-- TASK BRIEF --
Each entry needs to be restated exactly as written.

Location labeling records
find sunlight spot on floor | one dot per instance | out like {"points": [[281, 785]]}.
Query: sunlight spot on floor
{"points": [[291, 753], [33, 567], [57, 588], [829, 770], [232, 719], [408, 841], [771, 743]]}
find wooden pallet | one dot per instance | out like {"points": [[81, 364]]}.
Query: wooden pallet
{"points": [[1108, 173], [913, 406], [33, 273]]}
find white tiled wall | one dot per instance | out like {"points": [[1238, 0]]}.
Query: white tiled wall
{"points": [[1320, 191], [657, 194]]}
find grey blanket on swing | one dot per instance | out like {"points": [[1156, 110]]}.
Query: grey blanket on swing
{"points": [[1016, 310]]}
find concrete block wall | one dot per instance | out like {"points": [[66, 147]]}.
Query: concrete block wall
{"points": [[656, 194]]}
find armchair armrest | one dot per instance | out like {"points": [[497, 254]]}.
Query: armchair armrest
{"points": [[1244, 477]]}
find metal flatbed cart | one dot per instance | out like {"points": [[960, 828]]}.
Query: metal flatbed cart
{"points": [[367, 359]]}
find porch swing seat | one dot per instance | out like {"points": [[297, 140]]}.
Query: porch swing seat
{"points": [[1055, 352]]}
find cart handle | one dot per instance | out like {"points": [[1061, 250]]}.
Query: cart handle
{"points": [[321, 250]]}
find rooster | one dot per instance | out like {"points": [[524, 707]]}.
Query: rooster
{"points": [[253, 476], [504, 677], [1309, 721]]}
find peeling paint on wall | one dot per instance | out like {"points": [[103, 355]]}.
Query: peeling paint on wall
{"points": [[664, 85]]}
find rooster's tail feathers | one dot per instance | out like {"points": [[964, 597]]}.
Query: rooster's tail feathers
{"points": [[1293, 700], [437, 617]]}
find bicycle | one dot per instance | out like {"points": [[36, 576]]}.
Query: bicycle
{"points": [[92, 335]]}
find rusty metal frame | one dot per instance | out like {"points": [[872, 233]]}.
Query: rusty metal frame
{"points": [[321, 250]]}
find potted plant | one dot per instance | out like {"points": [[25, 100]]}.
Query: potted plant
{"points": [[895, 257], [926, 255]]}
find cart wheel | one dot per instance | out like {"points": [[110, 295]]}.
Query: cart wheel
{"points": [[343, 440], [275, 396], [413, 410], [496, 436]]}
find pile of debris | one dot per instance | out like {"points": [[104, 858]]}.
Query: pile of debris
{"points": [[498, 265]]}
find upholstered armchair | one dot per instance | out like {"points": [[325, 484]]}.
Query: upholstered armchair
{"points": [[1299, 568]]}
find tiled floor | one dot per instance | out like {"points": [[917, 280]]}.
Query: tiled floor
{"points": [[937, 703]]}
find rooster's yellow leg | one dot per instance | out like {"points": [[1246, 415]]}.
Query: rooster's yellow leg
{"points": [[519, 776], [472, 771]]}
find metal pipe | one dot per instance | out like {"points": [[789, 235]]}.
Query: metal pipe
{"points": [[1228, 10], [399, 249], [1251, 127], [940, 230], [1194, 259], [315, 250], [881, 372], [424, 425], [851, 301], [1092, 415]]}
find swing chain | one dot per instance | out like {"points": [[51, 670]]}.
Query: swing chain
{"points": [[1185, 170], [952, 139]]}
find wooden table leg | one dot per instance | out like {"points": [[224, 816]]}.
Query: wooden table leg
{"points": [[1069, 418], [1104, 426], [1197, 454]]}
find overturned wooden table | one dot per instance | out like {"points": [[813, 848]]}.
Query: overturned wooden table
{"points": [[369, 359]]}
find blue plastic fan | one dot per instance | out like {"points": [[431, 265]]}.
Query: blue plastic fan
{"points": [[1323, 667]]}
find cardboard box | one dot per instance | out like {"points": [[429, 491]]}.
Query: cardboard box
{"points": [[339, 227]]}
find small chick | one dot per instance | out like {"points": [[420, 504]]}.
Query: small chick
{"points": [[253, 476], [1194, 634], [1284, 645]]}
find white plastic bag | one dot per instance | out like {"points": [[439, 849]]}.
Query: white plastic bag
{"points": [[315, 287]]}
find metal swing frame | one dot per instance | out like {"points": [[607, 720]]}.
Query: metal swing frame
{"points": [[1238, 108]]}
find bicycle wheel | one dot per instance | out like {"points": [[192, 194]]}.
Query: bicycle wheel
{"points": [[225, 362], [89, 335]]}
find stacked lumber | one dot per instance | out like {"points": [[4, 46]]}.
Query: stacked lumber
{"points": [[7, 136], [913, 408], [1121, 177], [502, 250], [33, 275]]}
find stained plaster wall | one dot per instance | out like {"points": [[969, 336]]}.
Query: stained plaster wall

-- COMPLETED TASK --
find sunlight spot on floor | one dot per instance | out like {"points": [[281, 785]]}.
Query: sunlight spot on floor
{"points": [[291, 753], [33, 567], [57, 588], [829, 770], [232, 719], [408, 841], [771, 743]]}
find wooden pallet | one dot per instance | out like {"points": [[81, 364]]}.
Query: wooden pallet
{"points": [[1108, 173], [913, 406], [33, 273]]}
find white tiled wall | one dot per instance | out like {"points": [[1238, 0]]}.
Query: white tiled wall
{"points": [[1320, 191], [657, 194]]}
find grey blanket on swing | one dot per instance | out like {"points": [[1156, 110]]}.
Query: grey blanket on swing
{"points": [[1016, 310]]}
find concrete block wall | one dot per instance | out like {"points": [[66, 147]]}.
Query: concrete block wall
{"points": [[656, 194]]}
find armchair armrest | one dot per instance | out like {"points": [[497, 254]]}.
Query: armchair armrest
{"points": [[1244, 477]]}
find metal flatbed cart | one dot per instance | out like {"points": [[960, 828]]}.
Query: metal flatbed cart
{"points": [[367, 359]]}
find porch swing seat | one dot per instance | out like {"points": [[297, 140]]}.
Query: porch swing seat
{"points": [[1055, 352]]}
find cart handle | one dot per instance | out like {"points": [[1061, 250]]}.
Query: cart handle
{"points": [[321, 250]]}
find rooster | one dot per instance | out like {"points": [[524, 707]]}.
Query: rooster
{"points": [[253, 476], [504, 677], [1309, 721]]}
find peeling paint on wall | one dot per instance | out like {"points": [[103, 355]]}.
Query: peeling paint on wall
{"points": [[664, 85]]}
find rooster's tail feathers | one dot per instance | out like {"points": [[964, 597]]}.
Query: rooster's tail feathers
{"points": [[1293, 700], [437, 617]]}
find bicycle | one dot per instance | out like {"points": [[36, 576]]}.
Query: bicycle
{"points": [[92, 335]]}
find rusty metal frame | one dot per instance | out like {"points": [[872, 233]]}.
Query: rusty metal frame
{"points": [[321, 250]]}
find potted plant | one dot per instance | out like {"points": [[25, 100]]}.
Query: potted plant
{"points": [[895, 257], [926, 255]]}
find cart wheel | one dot per instance | out like {"points": [[110, 295]]}.
Query: cart wheel
{"points": [[343, 440], [275, 396], [413, 410], [496, 436]]}
find pile of debris | one dot per instance | out like {"points": [[104, 858]]}.
Query: pile of debris
{"points": [[498, 265]]}
find upholstered armchair | one dot per instance | out like {"points": [[325, 484]]}.
Query: upholstered armchair
{"points": [[1299, 568]]}
find tiled floor | one dot per instance | out like {"points": [[917, 280]]}.
Query: tiled floor
{"points": [[937, 703]]}
find rooster's yellow leg | one dot per instance | out like {"points": [[1246, 415]]}.
Query: rooster's yellow leg
{"points": [[519, 776], [472, 771]]}
find metal pipe | one dot per instance | out like {"points": [[789, 235]]}.
Query: metal pipe
{"points": [[1228, 10], [399, 249], [1251, 127], [940, 230], [1194, 259], [315, 250], [881, 372], [424, 425], [851, 301], [1092, 415]]}
find swing chain | one dot per instance | out like {"points": [[51, 670]]}.
Query: swing chain
{"points": [[1185, 170], [952, 139]]}
find wooden table leg | one dot per instance | out like {"points": [[224, 816]]}.
Query: wooden table leg
{"points": [[1069, 418], [1104, 426], [1197, 454]]}
find overturned wooden table | one dot per instance | out like {"points": [[813, 848]]}.
Query: overturned wooden table
{"points": [[369, 359]]}
find blue plastic fan | one dot per instance | out like {"points": [[431, 265]]}.
Query: blue plastic fan
{"points": [[1323, 667]]}
find cardboard box | one dot per instance | out like {"points": [[429, 491]]}.
Query: cardboard box
{"points": [[339, 227]]}
find small chick | one dot per instance | out like {"points": [[420, 504]]}.
Query: small chick
{"points": [[253, 476], [1194, 634], [1284, 645]]}
find white plastic bag | one dot per instance | out like {"points": [[439, 849]]}.
Query: white plastic bag
{"points": [[315, 287]]}
find metal swing frame | one dot per instance | out like {"points": [[607, 720]]}.
Query: metal swing frame
{"points": [[1238, 108]]}
find bicycle wheel | one dot per instance | out like {"points": [[192, 194]]}.
Query: bicycle wheel
{"points": [[225, 362], [89, 335]]}
find stacked lumber | one dot per instance | out like {"points": [[4, 46]]}.
Query: stacked lumber
{"points": [[7, 136], [913, 408], [1121, 177], [502, 250], [33, 275]]}
find stained plaster wall | one dot per instance | out like {"points": [[969, 336]]}.
Query: stained plaster wall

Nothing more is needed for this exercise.